### Goal
Copy out the records verbatim, starting at the line with "In this photo, point at the protest" and continuing through the end of the records, both included.

___ Information given ___

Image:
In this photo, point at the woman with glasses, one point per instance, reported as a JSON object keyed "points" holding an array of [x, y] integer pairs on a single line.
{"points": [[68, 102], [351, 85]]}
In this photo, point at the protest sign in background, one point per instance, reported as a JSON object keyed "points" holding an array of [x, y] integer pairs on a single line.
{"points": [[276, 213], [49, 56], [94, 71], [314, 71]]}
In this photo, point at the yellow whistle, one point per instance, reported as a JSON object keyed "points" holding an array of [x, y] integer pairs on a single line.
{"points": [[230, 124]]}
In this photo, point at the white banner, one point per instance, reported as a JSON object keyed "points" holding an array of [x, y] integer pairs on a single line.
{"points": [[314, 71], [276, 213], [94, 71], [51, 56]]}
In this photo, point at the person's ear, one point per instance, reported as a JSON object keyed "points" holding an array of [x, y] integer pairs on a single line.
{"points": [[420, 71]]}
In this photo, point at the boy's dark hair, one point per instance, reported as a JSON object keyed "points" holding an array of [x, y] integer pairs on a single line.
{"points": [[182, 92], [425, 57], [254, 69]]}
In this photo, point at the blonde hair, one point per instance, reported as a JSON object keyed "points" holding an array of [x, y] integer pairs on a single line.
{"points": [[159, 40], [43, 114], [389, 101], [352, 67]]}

___

### Output for this task
In this photo, point at the protest sign in background, one point per instance, reported as a JSON object keyed "points" holding an array of [x, y] integer pairs on a single line.
{"points": [[276, 213], [49, 56], [94, 71], [314, 71]]}
In this photo, point at the yellow whistle, one point per instance, reported as a JSON object keyed "points" holding an array of [x, y] integer pairs on a single line.
{"points": [[230, 124]]}
In this photo, point at the white banner, one point per instance, reported as a JSON object keyed "points" holding an array of [x, y] integer pairs on a single line.
{"points": [[314, 71], [276, 213], [94, 71], [51, 56]]}
In this photo, point at the person's ear, one point per instance, reported as a JSON object keyed "points" holding an array of [x, y] integer pairs on a single line.
{"points": [[420, 71]]}
In this photo, point at the boy's dark hair, one point per instance, reported as a JSON object keyed "points" holding an array of [x, y] integer pairs on a single line.
{"points": [[182, 92], [425, 57], [254, 69]]}
In this photo, point at the blonde hair, one point per instance, reported as a JSON object keyed "points" holding an array of [x, y] integer pairs on a single line.
{"points": [[159, 40], [43, 114], [389, 101], [352, 67]]}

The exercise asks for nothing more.